#### Try it
Please retype, character for character, the portion of the entries below that runs from the line containing "positive clicks: (150, 152)" to the last line.

Saved data entries
++++++

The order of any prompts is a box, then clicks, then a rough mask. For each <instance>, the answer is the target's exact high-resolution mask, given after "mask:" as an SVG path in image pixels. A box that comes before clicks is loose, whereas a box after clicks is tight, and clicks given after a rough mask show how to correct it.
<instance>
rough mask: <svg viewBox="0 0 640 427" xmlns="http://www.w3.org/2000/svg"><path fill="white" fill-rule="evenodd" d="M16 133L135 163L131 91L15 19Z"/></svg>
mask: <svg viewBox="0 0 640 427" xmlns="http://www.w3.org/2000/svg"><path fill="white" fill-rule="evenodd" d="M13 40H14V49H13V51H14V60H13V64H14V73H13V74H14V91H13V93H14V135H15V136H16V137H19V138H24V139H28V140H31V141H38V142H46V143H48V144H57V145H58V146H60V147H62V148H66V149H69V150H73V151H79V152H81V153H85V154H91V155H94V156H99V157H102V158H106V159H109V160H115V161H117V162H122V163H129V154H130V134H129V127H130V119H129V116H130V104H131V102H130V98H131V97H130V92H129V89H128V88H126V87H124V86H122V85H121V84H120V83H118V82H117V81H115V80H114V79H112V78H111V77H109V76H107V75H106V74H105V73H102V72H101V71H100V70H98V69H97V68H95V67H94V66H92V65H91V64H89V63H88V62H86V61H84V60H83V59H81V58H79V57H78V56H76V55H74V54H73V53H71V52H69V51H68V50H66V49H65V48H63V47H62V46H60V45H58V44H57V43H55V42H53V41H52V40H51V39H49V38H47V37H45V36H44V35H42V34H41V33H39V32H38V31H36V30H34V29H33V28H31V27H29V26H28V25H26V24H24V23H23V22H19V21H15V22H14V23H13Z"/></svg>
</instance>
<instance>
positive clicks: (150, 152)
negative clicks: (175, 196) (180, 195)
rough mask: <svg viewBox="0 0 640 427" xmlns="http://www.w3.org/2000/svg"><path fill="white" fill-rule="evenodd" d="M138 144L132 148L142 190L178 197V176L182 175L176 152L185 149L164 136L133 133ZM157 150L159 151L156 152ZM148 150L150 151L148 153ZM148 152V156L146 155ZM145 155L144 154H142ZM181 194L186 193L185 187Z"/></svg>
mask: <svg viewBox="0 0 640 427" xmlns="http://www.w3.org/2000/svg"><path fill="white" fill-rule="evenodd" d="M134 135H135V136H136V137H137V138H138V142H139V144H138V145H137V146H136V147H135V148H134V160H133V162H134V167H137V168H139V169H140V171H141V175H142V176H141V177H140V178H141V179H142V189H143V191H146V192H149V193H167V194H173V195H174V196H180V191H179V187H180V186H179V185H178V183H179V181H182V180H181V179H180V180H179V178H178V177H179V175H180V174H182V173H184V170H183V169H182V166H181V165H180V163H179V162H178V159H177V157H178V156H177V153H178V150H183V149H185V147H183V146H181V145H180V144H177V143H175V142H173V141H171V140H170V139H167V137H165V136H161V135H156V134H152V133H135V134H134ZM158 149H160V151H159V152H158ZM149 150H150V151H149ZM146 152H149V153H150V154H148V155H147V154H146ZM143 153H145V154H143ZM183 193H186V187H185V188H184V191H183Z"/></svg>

++++++

#### Answer for this exercise
positive clicks: (150, 152)
negative clicks: (175, 196) (180, 195)
rough mask: <svg viewBox="0 0 640 427" xmlns="http://www.w3.org/2000/svg"><path fill="white" fill-rule="evenodd" d="M138 144L132 148L142 190L178 197V176L182 175L176 152L185 149L164 136L133 133ZM157 150L159 151L156 152ZM148 150L150 151L148 153ZM148 152V156L146 155ZM145 155L144 154H142ZM181 194L186 193L185 187Z"/></svg>
mask: <svg viewBox="0 0 640 427" xmlns="http://www.w3.org/2000/svg"><path fill="white" fill-rule="evenodd" d="M134 135H135V136H136V137H137V138H138V142H139V144H138V145H137V146H136V147H135V148H134V160H133V162H134V167H137V168H139V169H140V171H141V175H142V176H141V177H140V178H141V179H142V189H143V191H146V192H149V193H167V194H173V195H174V196H180V191H179V187H180V186H179V185H178V183H179V181H182V180H181V179H180V180H179V178H178V177H179V175H180V174H182V173H184V170H183V169H182V166H181V165H180V163H179V162H178V159H177V157H178V156H177V153H178V150H183V149H185V147H183V146H181V145H180V144H177V143H175V142H173V141H171V140H170V139H167V137H165V136H161V135H156V134H152V133H135V134H134ZM158 149H160V151H159V152H158ZM149 150H150V151H149ZM146 152H149V153H150V154H148V155H147V154H146ZM143 153H145V154H143ZM183 193H186V187H185V188H184V191H183Z"/></svg>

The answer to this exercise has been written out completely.